• What this task involves: Render the material below as a Markdown table with two columns, Row and Line, giving each non-blank line its own numbered row and omitting the blank lines.

• Source material:
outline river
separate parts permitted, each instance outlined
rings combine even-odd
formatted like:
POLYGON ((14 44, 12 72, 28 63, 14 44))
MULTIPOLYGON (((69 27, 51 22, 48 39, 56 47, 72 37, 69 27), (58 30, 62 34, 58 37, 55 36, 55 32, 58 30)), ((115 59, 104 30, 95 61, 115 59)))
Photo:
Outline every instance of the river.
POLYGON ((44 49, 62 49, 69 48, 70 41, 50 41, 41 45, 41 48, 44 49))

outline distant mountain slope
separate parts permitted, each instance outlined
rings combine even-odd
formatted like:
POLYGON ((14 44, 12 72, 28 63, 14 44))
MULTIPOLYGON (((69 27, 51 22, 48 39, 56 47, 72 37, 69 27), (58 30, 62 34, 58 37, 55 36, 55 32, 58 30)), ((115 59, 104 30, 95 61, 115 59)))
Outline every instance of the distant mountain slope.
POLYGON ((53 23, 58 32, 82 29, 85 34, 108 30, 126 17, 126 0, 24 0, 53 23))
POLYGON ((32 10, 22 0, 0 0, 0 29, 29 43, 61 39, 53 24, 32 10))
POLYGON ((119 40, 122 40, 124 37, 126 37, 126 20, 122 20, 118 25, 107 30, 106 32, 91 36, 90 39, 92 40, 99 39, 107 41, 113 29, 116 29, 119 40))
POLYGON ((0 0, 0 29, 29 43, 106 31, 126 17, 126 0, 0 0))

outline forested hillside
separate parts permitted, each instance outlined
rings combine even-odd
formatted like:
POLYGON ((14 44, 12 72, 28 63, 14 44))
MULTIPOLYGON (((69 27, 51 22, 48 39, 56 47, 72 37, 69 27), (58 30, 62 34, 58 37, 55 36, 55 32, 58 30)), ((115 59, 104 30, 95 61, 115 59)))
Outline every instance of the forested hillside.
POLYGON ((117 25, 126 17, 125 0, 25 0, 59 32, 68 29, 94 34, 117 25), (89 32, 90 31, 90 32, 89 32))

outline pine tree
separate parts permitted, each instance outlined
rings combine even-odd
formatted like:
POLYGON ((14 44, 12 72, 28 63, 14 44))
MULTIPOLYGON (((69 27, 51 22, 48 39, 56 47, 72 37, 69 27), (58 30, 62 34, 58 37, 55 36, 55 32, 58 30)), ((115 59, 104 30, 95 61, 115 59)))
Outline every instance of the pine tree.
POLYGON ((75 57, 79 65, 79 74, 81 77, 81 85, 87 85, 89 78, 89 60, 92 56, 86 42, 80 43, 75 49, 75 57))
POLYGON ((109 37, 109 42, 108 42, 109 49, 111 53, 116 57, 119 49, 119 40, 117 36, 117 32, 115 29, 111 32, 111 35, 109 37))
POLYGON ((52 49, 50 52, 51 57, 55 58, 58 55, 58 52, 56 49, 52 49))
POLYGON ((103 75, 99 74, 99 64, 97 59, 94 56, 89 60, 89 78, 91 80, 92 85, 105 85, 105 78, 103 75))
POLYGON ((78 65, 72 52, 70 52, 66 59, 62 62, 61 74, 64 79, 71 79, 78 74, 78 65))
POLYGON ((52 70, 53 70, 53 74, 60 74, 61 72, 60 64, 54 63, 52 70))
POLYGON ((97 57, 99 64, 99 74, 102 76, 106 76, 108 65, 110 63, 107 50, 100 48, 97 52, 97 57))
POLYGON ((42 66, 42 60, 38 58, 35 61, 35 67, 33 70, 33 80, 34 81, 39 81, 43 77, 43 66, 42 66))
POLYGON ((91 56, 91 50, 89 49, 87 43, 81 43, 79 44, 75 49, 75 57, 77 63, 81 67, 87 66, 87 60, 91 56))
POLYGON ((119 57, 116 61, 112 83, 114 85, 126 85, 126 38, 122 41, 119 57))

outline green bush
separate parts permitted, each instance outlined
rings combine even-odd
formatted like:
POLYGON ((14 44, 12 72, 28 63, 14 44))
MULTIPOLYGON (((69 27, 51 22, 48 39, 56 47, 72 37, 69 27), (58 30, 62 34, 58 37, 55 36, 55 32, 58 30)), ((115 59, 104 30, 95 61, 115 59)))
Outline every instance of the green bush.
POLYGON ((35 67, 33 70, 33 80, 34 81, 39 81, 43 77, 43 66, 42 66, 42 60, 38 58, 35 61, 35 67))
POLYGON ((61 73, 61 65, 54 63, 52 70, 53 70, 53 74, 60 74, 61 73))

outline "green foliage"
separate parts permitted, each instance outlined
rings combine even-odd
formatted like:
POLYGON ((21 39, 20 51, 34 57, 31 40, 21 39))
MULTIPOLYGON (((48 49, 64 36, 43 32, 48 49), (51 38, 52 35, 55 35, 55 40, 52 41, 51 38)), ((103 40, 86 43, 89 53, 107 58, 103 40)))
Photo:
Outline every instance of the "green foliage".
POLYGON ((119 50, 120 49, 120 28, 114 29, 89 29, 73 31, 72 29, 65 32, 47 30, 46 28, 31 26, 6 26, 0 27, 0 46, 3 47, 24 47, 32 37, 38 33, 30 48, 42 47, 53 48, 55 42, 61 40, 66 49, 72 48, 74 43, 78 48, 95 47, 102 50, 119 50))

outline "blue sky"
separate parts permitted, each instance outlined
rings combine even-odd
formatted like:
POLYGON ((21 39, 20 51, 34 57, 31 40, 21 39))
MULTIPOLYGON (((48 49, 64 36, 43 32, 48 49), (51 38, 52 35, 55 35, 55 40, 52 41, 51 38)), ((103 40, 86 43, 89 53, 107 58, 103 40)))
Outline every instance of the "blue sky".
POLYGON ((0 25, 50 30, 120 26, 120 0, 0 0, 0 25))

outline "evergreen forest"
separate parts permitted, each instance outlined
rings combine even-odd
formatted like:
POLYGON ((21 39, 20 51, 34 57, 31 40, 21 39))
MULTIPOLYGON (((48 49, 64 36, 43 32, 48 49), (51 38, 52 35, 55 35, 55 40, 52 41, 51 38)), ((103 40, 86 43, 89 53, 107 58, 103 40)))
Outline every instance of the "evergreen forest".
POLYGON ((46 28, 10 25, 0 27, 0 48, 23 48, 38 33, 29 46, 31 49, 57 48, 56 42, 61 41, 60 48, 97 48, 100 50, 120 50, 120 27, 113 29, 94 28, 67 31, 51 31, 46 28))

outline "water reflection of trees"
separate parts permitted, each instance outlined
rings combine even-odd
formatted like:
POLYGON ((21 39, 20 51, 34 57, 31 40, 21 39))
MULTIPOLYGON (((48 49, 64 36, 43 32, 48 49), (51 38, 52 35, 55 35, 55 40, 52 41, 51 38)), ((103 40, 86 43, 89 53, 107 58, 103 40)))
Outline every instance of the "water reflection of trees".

• Output below:
| Row | Line |
|---|---|
| 1 | outline river |
| 2 | separate parts permitted, each instance outlined |
| 3 | rings combine even-odd |
| 4 | formatted like: |
| 5 | POLYGON ((14 44, 12 72, 28 63, 14 44)) |
| 6 | MULTIPOLYGON (((69 27, 51 22, 48 39, 56 47, 72 37, 69 27), (58 30, 62 34, 58 37, 55 36, 55 32, 58 30)), ((115 59, 104 30, 95 61, 115 59))) |
| 7 | Photo: |
| 8 | Outline every instance of the river. |
| 9 | POLYGON ((44 49, 62 49, 69 48, 70 41, 50 41, 41 45, 41 48, 44 49)) |
| 10 | outline distant mountain slope |
| 11 | separate parts permitted, each instance outlined |
| 12 | rings combine even-odd |
| 13 | formatted like: |
| 14 | POLYGON ((14 44, 12 72, 28 63, 14 44)) |
| 15 | MULTIPOLYGON (((69 27, 51 22, 48 39, 56 47, 72 37, 69 27), (58 30, 62 34, 58 37, 55 36, 55 32, 58 30)), ((115 59, 104 30, 95 61, 115 59))) |
| 16 | Outline every instance of the distant mountain slope. |
| 17 | POLYGON ((53 23, 58 32, 82 29, 85 34, 108 30, 126 17, 126 0, 24 0, 53 23)) |
| 18 | POLYGON ((32 10, 22 0, 0 0, 0 29, 29 43, 61 39, 53 24, 32 10)) |
| 19 | POLYGON ((119 40, 122 40, 124 37, 126 37, 126 20, 122 20, 118 25, 107 30, 106 32, 91 36, 90 39, 92 40, 99 39, 107 41, 113 29, 116 29, 119 40)) |
| 20 | POLYGON ((0 0, 0 29, 29 43, 106 31, 126 17, 126 0, 0 0)) |
| 21 | outline forested hillside |
| 22 | separate parts permitted, each instance outlined |
| 23 | rings combine even-odd |
| 24 | formatted like: |
| 25 | POLYGON ((14 44, 12 72, 28 63, 14 44)) |
| 26 | MULTIPOLYGON (((69 27, 51 22, 48 39, 56 47, 72 37, 69 27), (58 30, 62 34, 58 37, 55 36, 55 32, 58 30)), ((115 59, 104 30, 95 61, 115 59))) |
| 27 | Outline every instance of the forested hillside. |
| 28 | POLYGON ((117 25, 126 17, 125 0, 25 0, 59 32, 68 29, 94 34, 117 25), (89 32, 90 31, 90 32, 89 32)) |
| 29 | outline pine tree |
| 30 | separate parts permitted, each instance outlined |
| 31 | rings combine even-odd |
| 32 | formatted like: |
| 33 | POLYGON ((14 44, 12 72, 28 63, 14 44)) |
| 34 | MULTIPOLYGON (((69 27, 51 22, 48 39, 56 47, 72 37, 69 27), (58 30, 62 34, 58 37, 55 36, 55 32, 58 30)), ((115 59, 104 30, 95 61, 115 59))) |
| 35 | Outline every instance of the pine tree. |
| 36 | POLYGON ((75 57, 79 65, 79 74, 81 77, 81 85, 87 85, 89 78, 89 60, 92 56, 86 42, 80 43, 75 49, 75 57)) |
| 37 | POLYGON ((109 37, 109 42, 108 42, 109 49, 111 53, 116 57, 119 49, 119 40, 117 36, 117 32, 115 29, 111 32, 111 35, 109 37)) |
| 38 | POLYGON ((52 49, 50 52, 51 57, 55 58, 58 55, 58 52, 56 49, 52 49)) |
| 39 | POLYGON ((103 75, 99 74, 99 64, 97 59, 94 56, 89 60, 89 78, 91 80, 92 85, 105 85, 105 78, 103 75)) |
| 40 | POLYGON ((78 65, 72 52, 70 52, 66 59, 62 62, 61 74, 64 79, 71 79, 78 74, 78 65)) |
| 41 | POLYGON ((52 70, 53 70, 53 74, 60 74, 61 72, 60 64, 54 63, 52 70)) |
| 42 | POLYGON ((97 57, 99 64, 99 74, 102 76, 106 76, 108 65, 110 63, 107 50, 100 48, 97 52, 97 57)) |
| 43 | POLYGON ((42 66, 42 60, 38 58, 35 61, 35 67, 33 70, 33 80, 34 81, 39 81, 43 77, 43 66, 42 66)) |
| 44 | POLYGON ((91 56, 91 50, 89 49, 87 43, 81 43, 79 44, 75 49, 75 57, 77 63, 81 67, 87 66, 87 60, 91 56)) |
| 45 | POLYGON ((119 57, 116 61, 112 83, 114 85, 126 85, 126 38, 122 41, 119 57)) |
| 46 | outline green bush |
| 47 | separate parts permitted, each instance outlined |
| 48 | rings combine even-odd |
| 49 | formatted like: |
| 50 | POLYGON ((14 44, 12 72, 28 63, 14 44)) |
| 51 | MULTIPOLYGON (((69 27, 51 22, 48 39, 56 47, 72 37, 69 27), (58 30, 62 34, 58 37, 55 36, 55 32, 58 30)), ((115 59, 104 30, 95 61, 115 59))) |
| 52 | Outline every instance of the green bush. |
| 53 | POLYGON ((35 67, 33 70, 33 80, 34 81, 39 81, 43 77, 43 66, 42 66, 42 60, 38 58, 35 61, 35 67)) |
| 54 | POLYGON ((61 73, 61 65, 54 63, 52 70, 53 70, 53 74, 60 74, 61 73)) |
| 55 | outline "green foliage" |
| 56 | separate parts permitted, each instance outlined |
| 57 | rings combine even-odd |
| 58 | formatted like: |
| 59 | POLYGON ((21 39, 20 51, 34 57, 31 40, 21 39)) |
| 60 | MULTIPOLYGON (((48 49, 64 36, 43 32, 48 49), (51 38, 52 35, 55 35, 55 40, 52 41, 51 38)), ((103 40, 86 43, 89 53, 107 58, 103 40))) |
| 61 | Photo: |
| 62 | Outline every instance of the "green foliage". |
| 63 | POLYGON ((119 50, 120 49, 120 28, 114 29, 89 29, 73 31, 72 29, 65 32, 47 30, 46 28, 31 26, 6 26, 0 27, 0 46, 3 47, 24 47, 32 37, 38 33, 30 48, 42 47, 53 48, 55 42, 61 40, 66 49, 72 48, 74 43, 78 48, 95 47, 102 50, 119 50)) |
| 64 | outline "blue sky" |
| 65 | separate parts permitted, each instance outlined |
| 66 | rings combine even-odd |
| 67 | formatted like: |
| 68 | POLYGON ((21 39, 20 51, 34 57, 31 40, 21 39)) |
| 69 | MULTIPOLYGON (((48 49, 64 36, 43 32, 48 49), (51 38, 52 35, 55 35, 55 40, 52 41, 51 38)), ((103 40, 86 43, 89 53, 107 58, 103 40))) |
| 70 | Outline every instance of the "blue sky". |
| 71 | POLYGON ((0 25, 50 30, 120 26, 120 0, 0 0, 0 25)) |
| 72 | outline "evergreen forest" |
| 73 | separate parts permitted, each instance outlined |
| 74 | rings combine even-odd |
| 75 | formatted like: |
| 76 | POLYGON ((21 39, 20 51, 34 57, 31 40, 21 39)) |
| 77 | MULTIPOLYGON (((48 49, 64 36, 43 32, 48 49), (51 38, 52 35, 55 35, 55 40, 52 41, 51 38)), ((103 40, 86 43, 89 53, 107 58, 103 40))) |
| 78 | Outline every instance of the "evergreen forest". |
| 79 | POLYGON ((46 28, 10 25, 0 27, 0 48, 23 48, 38 33, 29 46, 31 49, 57 48, 56 42, 61 41, 60 48, 97 48, 100 50, 120 50, 120 27, 113 29, 94 28, 67 31, 51 31, 46 28)) |
| 80 | outline "water reflection of trees" |
| 81 | separate parts permitted, each instance outlined |
| 82 | rings combine even-odd |
| 83 | formatted like: |
| 84 | POLYGON ((21 39, 20 51, 34 57, 31 40, 21 39)) |
| 85 | MULTIPOLYGON (((48 49, 64 36, 43 32, 48 49), (51 38, 52 35, 55 35, 55 40, 52 41, 51 38)), ((103 40, 86 43, 89 53, 107 58, 103 40))) |
| 86 | Outline every instance of the "water reflection of trees". |